* EXERCISE INSTRUCTIONS: Extract every entry word for word.

* AVAILABLE DATA:
===
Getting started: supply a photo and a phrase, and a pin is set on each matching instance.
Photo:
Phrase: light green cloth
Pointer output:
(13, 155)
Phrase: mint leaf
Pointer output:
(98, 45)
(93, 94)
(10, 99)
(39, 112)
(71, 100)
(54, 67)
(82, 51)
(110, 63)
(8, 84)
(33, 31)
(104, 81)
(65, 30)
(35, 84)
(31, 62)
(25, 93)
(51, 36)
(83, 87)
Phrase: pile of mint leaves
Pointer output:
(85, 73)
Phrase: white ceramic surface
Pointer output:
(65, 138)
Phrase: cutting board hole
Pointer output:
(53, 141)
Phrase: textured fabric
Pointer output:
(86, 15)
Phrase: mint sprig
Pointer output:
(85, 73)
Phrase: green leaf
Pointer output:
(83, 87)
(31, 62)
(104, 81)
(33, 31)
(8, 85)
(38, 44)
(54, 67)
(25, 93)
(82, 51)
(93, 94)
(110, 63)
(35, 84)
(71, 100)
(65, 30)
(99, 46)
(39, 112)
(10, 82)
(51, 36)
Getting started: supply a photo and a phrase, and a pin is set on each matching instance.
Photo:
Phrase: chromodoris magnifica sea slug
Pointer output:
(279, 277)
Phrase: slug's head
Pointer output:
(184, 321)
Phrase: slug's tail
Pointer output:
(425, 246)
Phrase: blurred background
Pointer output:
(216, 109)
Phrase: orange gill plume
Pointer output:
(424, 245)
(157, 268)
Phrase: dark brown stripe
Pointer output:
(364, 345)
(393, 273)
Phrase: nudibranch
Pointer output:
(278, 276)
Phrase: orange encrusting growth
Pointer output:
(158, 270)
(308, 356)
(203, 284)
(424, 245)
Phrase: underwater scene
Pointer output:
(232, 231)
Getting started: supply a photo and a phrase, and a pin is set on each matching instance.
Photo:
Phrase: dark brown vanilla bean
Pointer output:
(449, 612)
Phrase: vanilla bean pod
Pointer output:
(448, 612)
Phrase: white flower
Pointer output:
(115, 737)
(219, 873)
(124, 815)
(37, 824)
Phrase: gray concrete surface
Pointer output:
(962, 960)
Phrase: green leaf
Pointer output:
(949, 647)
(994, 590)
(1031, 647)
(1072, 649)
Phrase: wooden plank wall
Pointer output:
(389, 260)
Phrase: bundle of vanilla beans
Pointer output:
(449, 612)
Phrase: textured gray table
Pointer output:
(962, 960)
===
* SOLUTION:
Getting started: supply a photo and a phrase, and a pin is set on each matching instance.
Photo:
Phrase: light green cloth
Pointer output:
(13, 155)
Phrase: mint leaf
Pointer output:
(98, 45)
(93, 94)
(10, 99)
(39, 112)
(71, 100)
(54, 67)
(82, 51)
(110, 63)
(8, 84)
(33, 31)
(104, 81)
(65, 30)
(35, 84)
(31, 62)
(25, 93)
(51, 36)
(83, 87)
Phrase: pile of mint leaves
Pointer output:
(85, 73)
Phrase: white ceramic surface
Pointer output:
(65, 138)
Phrase: cutting board hole
Pointer output:
(53, 141)
Phrase: textured fabric
Pointer output:
(86, 15)
Phrase: mint sprig
Pointer output:
(85, 73)
Phrase: green leaf
Pointer output:
(83, 87)
(31, 62)
(104, 81)
(33, 31)
(8, 85)
(38, 44)
(54, 67)
(25, 93)
(82, 51)
(93, 94)
(110, 63)
(35, 84)
(71, 100)
(65, 30)
(99, 46)
(39, 112)
(10, 82)
(51, 36)
Getting started: supply a photo and a phrase, and a pin is set on each matching instance.
Photo:
Phrase: chromodoris magnifica sea slug
Pointer output:
(279, 277)
Phrase: slug's head
Pointer output:
(184, 321)
Phrase: slug's tail
Pointer output:
(425, 246)
Phrase: blurred background
Pointer output:
(216, 109)
Phrase: orange gill plume
Pointer output:
(424, 245)
(157, 268)
Phrase: dark brown stripe
Pointer output:
(364, 345)
(393, 273)
Phrase: nudibranch
Pointer output:
(278, 276)
Phrase: orange encrusting growth
Pointer output:
(158, 270)
(308, 356)
(203, 284)
(424, 245)
Phrase: underwater scene
Pointer output:
(232, 231)
Getting started: supply a photo and a phrase, and a pin is set on each matching instance.
Photo:
Phrase: dark brown vanilla bean
Pointer output:
(449, 612)
Phrase: vanilla bean pod
Pointer output:
(448, 612)
Phrase: white flower
Pointer output:
(115, 737)
(219, 873)
(124, 815)
(37, 824)
Phrase: gray concrete surface
Pointer output:
(962, 960)
Phrase: green leaf
Pointer output:
(949, 647)
(994, 590)
(1031, 647)
(1072, 649)
Phrase: wooden plank wall
Pointer output:
(389, 260)
Phrase: bundle of vanilla beans
Pointer output:
(449, 612)
Phrase: textured gray table
Pointer output:
(962, 960)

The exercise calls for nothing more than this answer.